» Records for this task:
========================
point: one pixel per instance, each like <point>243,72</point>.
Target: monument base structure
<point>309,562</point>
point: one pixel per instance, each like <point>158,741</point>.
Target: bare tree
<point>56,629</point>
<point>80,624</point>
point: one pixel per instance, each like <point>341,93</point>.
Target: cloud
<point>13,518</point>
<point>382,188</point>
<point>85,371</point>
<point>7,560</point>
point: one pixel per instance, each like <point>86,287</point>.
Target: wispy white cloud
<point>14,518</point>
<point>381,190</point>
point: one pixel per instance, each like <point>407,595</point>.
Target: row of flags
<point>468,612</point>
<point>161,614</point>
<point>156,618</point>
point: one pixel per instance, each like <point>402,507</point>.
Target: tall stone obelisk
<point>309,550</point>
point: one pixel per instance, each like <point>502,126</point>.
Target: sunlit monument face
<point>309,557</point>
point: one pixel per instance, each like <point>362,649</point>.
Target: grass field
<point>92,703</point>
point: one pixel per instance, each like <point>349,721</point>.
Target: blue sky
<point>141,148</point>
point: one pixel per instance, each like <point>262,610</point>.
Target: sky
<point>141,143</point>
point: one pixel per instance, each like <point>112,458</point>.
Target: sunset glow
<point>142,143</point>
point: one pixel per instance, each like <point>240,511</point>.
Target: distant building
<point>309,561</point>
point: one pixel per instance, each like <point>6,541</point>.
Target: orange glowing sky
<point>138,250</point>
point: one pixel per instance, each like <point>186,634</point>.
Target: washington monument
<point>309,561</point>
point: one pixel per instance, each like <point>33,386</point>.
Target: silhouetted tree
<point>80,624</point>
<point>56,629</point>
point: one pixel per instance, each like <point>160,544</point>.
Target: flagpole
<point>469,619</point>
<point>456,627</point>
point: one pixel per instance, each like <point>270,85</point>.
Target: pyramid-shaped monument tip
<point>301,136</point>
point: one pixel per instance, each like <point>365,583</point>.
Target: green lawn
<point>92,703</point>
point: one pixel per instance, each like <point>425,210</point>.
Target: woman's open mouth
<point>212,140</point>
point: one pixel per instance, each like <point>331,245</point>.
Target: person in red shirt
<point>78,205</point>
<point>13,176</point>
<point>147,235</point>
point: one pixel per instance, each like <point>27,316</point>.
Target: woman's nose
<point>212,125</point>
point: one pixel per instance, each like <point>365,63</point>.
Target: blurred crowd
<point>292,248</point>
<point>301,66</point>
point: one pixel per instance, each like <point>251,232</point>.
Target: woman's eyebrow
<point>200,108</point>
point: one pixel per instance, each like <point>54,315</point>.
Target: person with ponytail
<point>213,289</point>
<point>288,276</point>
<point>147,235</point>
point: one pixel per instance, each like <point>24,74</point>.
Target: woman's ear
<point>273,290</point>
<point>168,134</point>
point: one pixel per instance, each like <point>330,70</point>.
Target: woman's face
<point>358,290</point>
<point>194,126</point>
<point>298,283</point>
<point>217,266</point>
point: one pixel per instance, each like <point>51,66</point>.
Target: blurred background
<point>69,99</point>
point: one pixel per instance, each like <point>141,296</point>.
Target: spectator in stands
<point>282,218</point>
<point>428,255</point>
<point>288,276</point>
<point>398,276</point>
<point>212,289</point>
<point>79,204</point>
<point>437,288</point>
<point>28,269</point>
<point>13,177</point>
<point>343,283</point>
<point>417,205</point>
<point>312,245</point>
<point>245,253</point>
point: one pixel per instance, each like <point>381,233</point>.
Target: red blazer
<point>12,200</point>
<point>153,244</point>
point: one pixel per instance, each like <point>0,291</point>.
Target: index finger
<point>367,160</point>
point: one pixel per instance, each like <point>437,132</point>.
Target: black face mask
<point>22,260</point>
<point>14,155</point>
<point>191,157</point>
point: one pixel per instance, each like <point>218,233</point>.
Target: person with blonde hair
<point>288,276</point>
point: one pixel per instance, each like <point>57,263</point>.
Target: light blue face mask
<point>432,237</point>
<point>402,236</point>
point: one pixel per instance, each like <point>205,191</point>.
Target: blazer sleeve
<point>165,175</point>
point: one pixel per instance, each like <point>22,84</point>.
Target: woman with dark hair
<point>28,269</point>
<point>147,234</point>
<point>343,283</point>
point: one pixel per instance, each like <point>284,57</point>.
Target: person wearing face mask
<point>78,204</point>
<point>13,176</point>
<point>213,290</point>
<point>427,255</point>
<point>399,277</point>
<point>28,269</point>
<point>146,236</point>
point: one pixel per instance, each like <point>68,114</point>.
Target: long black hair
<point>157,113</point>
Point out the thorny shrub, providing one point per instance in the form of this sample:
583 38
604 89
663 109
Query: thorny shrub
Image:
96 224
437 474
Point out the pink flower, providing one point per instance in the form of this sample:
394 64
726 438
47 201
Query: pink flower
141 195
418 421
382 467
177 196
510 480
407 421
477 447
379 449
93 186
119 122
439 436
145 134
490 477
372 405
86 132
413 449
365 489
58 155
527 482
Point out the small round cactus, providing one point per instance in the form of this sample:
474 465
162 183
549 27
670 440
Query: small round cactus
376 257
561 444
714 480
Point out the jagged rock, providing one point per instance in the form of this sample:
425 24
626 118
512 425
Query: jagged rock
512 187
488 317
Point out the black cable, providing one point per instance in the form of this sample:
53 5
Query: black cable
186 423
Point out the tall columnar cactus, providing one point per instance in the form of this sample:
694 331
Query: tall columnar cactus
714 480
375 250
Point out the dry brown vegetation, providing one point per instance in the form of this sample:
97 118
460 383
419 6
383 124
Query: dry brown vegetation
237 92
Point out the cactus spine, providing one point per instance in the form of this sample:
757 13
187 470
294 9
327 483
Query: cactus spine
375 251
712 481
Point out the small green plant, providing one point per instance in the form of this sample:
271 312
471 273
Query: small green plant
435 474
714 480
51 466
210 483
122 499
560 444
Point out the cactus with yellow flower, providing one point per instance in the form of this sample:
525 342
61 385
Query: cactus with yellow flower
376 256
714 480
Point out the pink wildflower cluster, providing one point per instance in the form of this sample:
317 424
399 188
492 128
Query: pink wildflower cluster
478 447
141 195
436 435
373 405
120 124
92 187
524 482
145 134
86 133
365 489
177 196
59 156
========================
» What you need to do:
The complete listing, transcribed exactly, is the expected answer.

» Result for this task:
point: one pixel per instance, each like <point>243,72</point>.
Target: monument base structure
<point>309,562</point>
point: one pixel per instance, each like <point>158,741</point>.
Target: bare tree
<point>56,629</point>
<point>80,624</point>
point: one pixel per instance, each like <point>341,93</point>.
Target: cloud
<point>13,518</point>
<point>382,188</point>
<point>85,371</point>
<point>7,560</point>
point: one pixel per instance, each like <point>86,287</point>.
Target: wispy white cloud
<point>14,518</point>
<point>381,190</point>
point: one pixel per instance, each like <point>407,595</point>.
Target: row of flags
<point>468,612</point>
<point>161,614</point>
<point>156,618</point>
point: one pixel per instance, each like <point>402,507</point>.
Target: tall stone obelisk
<point>309,550</point>
point: one pixel per instance, each like <point>502,126</point>.
Target: sunlit monument face
<point>309,557</point>
point: one pixel per instance, each like <point>362,649</point>.
Target: grass field
<point>92,703</point>
point: one pixel per instance, each like <point>349,721</point>.
Target: blue sky
<point>141,148</point>
point: one pixel per instance, each like <point>262,610</point>.
Target: sky
<point>141,143</point>
point: one pixel per instance, each like <point>112,458</point>.
Target: sunset glow
<point>142,143</point>
point: one pixel per instance, each like <point>240,511</point>.
Target: distant building
<point>309,561</point>
point: one pixel per instance, each like <point>6,541</point>.
Target: orange glowing sky
<point>138,250</point>
point: one pixel per instance, each like <point>186,634</point>.
Target: washington monument
<point>309,561</point>
point: one pixel per instance, each like <point>33,386</point>.
Target: silhouetted tree
<point>80,624</point>
<point>56,629</point>
point: one pixel per instance, each like <point>160,544</point>.
Target: flagpole
<point>469,619</point>
<point>456,627</point>
point: one pixel per instance, each like <point>270,85</point>.
Target: pyramid-shaped monument tip
<point>301,136</point>
point: one pixel per instance, each like <point>365,583</point>.
Target: green lawn
<point>92,703</point>
point: one pixel per instance, each like <point>425,210</point>.
Target: woman's open mouth
<point>212,140</point>
point: one pixel per instance, each like <point>331,245</point>.
Target: person in red shirt
<point>78,205</point>
<point>13,176</point>
<point>147,235</point>
point: one pixel per instance, each like <point>27,316</point>.
Target: woman's nose
<point>212,125</point>
point: one pixel per instance, each like <point>365,63</point>.
Target: blurred crowd
<point>292,248</point>
<point>301,66</point>
point: one pixel per instance, each like <point>251,232</point>.
Target: woman's eyebrow
<point>200,108</point>
point: one pixel per instance, each like <point>54,315</point>.
Target: person with ponytail
<point>213,289</point>
<point>288,276</point>
<point>147,235</point>
point: one pixel per instance, each like <point>24,74</point>.
Target: woman's ear
<point>273,290</point>
<point>168,134</point>
point: one pixel per instance, each like <point>330,70</point>.
Target: woman's face
<point>358,290</point>
<point>194,126</point>
<point>298,283</point>
<point>217,266</point>
point: one pixel per instance, each like <point>51,66</point>.
Target: blurred background
<point>69,99</point>
point: one pixel per instance, each like <point>141,296</point>.
Target: spectator in stands
<point>282,218</point>
<point>428,255</point>
<point>288,276</point>
<point>398,276</point>
<point>212,289</point>
<point>79,204</point>
<point>437,288</point>
<point>28,269</point>
<point>13,177</point>
<point>343,283</point>
<point>417,205</point>
<point>312,245</point>
<point>245,253</point>
point: one pixel per instance, each like <point>381,233</point>.
Target: red blazer
<point>12,200</point>
<point>153,244</point>
point: one pixel per instance, each like <point>0,291</point>.
Target: index finger
<point>367,160</point>
point: one pixel per instance, each like <point>437,132</point>.
Target: black face mask
<point>22,260</point>
<point>14,155</point>
<point>191,157</point>
point: one pixel per instance, each like <point>218,233</point>.
Target: person with blonde hair
<point>288,276</point>
point: one pixel per instance, each like <point>57,263</point>.
Target: light blue face mask
<point>432,237</point>
<point>402,236</point>
point: one pixel per instance, each like <point>205,191</point>.
Target: blazer sleeve
<point>165,175</point>
point: one pixel per instance, each like <point>22,84</point>.
Target: woman with dark hair
<point>28,269</point>
<point>147,234</point>
<point>343,283</point>
point: one pixel per instance, each like <point>284,57</point>.
Target: person wearing face mask
<point>78,204</point>
<point>13,176</point>
<point>213,290</point>
<point>427,255</point>
<point>399,277</point>
<point>28,269</point>
<point>146,236</point>
point: one pixel per instance, each like <point>68,114</point>.
Target: long black hair
<point>157,113</point>
Point out the thorny shrub, providing one point per instance in the form of this sample:
583 38
604 89
663 109
Query: thorny shrub
Image:
96 224
437 474
Point out the pink flower, providing one point per instance in the form of this sample:
394 64
726 438
47 201
Query: pink flower
141 195
418 421
382 467
177 196
510 480
407 421
477 447
379 449
93 186
119 122
439 436
145 134
490 477
372 405
86 132
413 449
365 489
58 155
527 482
Point out the small round cactus, providing one point per instance in the form of this sample:
474 465
162 183
549 27
670 440
Query: small round cactus
376 257
561 444
714 480
Point out the jagged rock, providing one point per instance in the form of this sample:
425 24
626 118
512 425
Query: jagged rock
512 187
488 317
Point out the black cable, providing one point per instance in the form of this sample:
53 5
Query: black cable
186 423
Point out the tall columnar cactus, providing one point per instance in the form of this sample:
694 331
Query: tall columnar cactus
714 480
375 250
Point out the dry brown vegetation, providing one point per instance in the form of this sample:
97 118
460 383
419 6
383 124
Query: dry brown vegetation
237 92
Point out the cactus spine, providing one point per instance in the form of this sample:
757 13
187 470
294 9
327 483
Query: cactus spine
375 251
712 481
Point out the small green plant, providing one point per instance in the form of this sample:
271 312
471 273
Query: small green plant
435 474
714 480
51 466
210 483
122 499
560 444
Point out the cactus with yellow flower, providing one point per instance in the form of this sample:
525 342
61 385
Query: cactus with yellow flower
376 256
714 480
Point out the pink wildflower cluster, providing one point per instance in the form of this sample:
317 424
399 188
492 128
Query: pink wildflower cluster
478 447
141 195
436 435
373 405
120 124
92 187
524 482
145 134
86 133
365 489
177 196
59 156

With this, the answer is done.